(TASK) Please work out how many lines in the entries below include the string "ceiling", and reply with the number alone.

(EXTRACTED MATERIAL)

------------------------

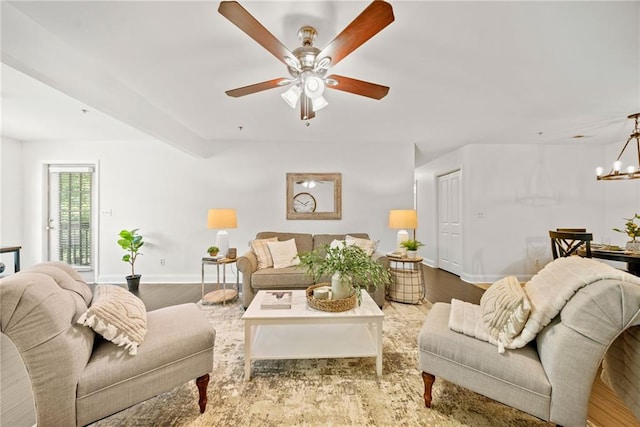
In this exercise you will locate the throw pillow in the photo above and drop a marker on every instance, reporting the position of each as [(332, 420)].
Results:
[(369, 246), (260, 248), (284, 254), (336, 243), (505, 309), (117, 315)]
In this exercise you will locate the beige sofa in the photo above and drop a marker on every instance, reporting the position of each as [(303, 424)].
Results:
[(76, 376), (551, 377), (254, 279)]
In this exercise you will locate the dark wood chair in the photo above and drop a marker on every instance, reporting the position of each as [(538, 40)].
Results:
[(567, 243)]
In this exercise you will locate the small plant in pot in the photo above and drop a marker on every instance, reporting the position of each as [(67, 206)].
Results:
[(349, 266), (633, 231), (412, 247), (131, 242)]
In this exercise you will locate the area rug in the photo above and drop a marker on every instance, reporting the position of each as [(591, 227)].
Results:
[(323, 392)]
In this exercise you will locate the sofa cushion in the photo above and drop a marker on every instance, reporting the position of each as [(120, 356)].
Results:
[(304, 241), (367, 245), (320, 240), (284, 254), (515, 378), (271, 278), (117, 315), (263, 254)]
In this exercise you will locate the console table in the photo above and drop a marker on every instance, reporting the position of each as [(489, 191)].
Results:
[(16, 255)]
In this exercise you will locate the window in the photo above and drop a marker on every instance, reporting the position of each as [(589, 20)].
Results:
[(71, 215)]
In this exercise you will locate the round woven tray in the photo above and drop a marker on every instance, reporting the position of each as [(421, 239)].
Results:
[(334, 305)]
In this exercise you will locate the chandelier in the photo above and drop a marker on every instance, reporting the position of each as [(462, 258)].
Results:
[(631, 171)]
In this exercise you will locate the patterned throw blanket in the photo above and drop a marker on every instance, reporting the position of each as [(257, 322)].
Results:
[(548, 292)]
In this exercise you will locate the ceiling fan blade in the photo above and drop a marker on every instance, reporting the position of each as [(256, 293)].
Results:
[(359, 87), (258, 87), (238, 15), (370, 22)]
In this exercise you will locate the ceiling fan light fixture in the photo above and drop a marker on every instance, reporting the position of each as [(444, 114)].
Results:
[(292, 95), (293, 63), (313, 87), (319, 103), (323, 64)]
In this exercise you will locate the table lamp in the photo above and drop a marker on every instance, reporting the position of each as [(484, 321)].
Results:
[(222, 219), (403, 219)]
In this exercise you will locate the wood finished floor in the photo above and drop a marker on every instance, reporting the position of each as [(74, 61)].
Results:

------------------------

(ANSWER TO THE EXERCISE) 2